● **Passage provided**
As it may increase overtime, change version*
columns type to bigint
to support bigger value.
We don’t need inserted_at
and updated_at
columns generated by Phoenix so we omit timestamps()
.
Edit xxx_create_posts.exs
:
# priv/repo/migrations/xxx_create_posts.exs
defmodule BlogApp.Repo.Migrations.CreatePosts do
use Ecto.Migration
def change do
create table(:posts, primary_key: false) do
add :id, :binary_id, primary_key: true
add :title, :string
add :content, :string
add :likes, :integer
add :created_at, :utc_datetime_usec
add :updated_at, :utc_datetime_usec
add :created_at_server, :utc_datetime_usec
add :updated_at_server, :utc_datetime_usec
add :deleted_at_server, :utc_datetime_usec
add :push_id, :integer
- add :version, :integer
+ add :version, :bigint, default: fragment("nextval('version_seq')")
- add :version_created, :integer
+ add :version_created, :bigint, default: fragment("nextval('version_seq')")
- timestamps()

● **Problem to solve**
Update the migration notes from "As it may increase" on through "we omit timestamps()", swapping "Phoenix" for "the generator".

Entries drawn from a collection
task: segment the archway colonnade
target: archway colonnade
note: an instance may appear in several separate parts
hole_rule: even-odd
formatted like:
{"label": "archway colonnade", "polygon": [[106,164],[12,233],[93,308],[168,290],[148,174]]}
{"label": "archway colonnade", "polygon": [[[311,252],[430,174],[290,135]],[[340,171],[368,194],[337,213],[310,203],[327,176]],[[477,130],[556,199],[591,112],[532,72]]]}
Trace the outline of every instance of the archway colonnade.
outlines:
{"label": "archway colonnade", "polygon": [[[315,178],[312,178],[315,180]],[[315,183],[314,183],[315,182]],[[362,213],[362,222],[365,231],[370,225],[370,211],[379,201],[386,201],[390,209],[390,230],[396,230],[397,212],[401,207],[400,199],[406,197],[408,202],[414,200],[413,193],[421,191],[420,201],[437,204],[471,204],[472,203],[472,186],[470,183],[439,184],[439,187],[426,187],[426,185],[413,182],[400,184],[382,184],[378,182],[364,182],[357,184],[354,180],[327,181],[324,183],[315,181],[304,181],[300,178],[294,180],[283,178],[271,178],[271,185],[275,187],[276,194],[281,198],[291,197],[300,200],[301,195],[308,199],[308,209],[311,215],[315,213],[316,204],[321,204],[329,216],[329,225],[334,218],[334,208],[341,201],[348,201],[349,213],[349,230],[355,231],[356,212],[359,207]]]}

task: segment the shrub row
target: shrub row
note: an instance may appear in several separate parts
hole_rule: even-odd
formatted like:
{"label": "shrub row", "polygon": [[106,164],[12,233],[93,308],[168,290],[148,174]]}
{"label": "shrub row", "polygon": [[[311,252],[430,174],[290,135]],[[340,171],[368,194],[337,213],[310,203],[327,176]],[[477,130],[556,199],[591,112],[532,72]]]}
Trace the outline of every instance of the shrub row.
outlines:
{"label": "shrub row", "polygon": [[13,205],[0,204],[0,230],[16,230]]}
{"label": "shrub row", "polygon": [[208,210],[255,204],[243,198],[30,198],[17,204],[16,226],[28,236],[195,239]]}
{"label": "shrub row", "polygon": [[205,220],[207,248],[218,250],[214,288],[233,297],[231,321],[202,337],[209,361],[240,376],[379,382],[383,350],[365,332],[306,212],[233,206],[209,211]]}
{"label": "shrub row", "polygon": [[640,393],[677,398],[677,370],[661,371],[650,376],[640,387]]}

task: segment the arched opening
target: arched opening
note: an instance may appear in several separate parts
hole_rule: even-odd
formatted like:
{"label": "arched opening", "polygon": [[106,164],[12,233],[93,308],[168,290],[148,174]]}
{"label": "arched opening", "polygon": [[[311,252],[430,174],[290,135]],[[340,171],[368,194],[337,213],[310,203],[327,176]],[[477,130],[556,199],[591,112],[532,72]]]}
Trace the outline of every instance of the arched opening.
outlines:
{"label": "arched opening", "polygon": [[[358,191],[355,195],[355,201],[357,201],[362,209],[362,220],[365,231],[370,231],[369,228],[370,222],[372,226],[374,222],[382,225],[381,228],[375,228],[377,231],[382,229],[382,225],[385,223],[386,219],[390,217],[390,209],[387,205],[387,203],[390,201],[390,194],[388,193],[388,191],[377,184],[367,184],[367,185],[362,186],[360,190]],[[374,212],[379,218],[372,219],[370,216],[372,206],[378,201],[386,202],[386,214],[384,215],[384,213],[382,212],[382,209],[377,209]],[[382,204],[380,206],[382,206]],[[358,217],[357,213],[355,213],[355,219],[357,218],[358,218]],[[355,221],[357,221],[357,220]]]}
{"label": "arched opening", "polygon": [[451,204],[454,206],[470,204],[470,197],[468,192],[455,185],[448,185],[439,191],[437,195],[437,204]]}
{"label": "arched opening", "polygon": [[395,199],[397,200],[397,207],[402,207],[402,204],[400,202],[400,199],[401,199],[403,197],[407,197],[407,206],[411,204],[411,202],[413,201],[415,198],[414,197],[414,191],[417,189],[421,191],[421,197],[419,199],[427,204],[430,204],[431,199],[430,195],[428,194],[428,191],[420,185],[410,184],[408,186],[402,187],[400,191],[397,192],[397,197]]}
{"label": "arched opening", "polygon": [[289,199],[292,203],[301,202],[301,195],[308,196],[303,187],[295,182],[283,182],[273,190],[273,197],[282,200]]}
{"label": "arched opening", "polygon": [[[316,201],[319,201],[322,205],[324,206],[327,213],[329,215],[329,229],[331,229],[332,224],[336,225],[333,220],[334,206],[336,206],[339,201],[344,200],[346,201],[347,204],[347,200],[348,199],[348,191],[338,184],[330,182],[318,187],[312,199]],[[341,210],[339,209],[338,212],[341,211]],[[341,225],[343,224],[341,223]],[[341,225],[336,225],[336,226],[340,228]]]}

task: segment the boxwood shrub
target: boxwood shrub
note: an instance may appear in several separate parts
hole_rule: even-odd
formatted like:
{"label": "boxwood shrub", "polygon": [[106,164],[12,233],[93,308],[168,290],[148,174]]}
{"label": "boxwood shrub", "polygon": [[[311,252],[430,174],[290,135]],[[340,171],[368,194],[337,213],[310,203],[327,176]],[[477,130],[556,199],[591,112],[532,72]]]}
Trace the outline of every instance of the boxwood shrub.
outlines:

● **Result for this exercise**
As it may increase overtime, change version*
columns type to bigint
to support bigger value.
We don’t need inserted_at
and updated_at
columns generated by the generator so we omit timestamps()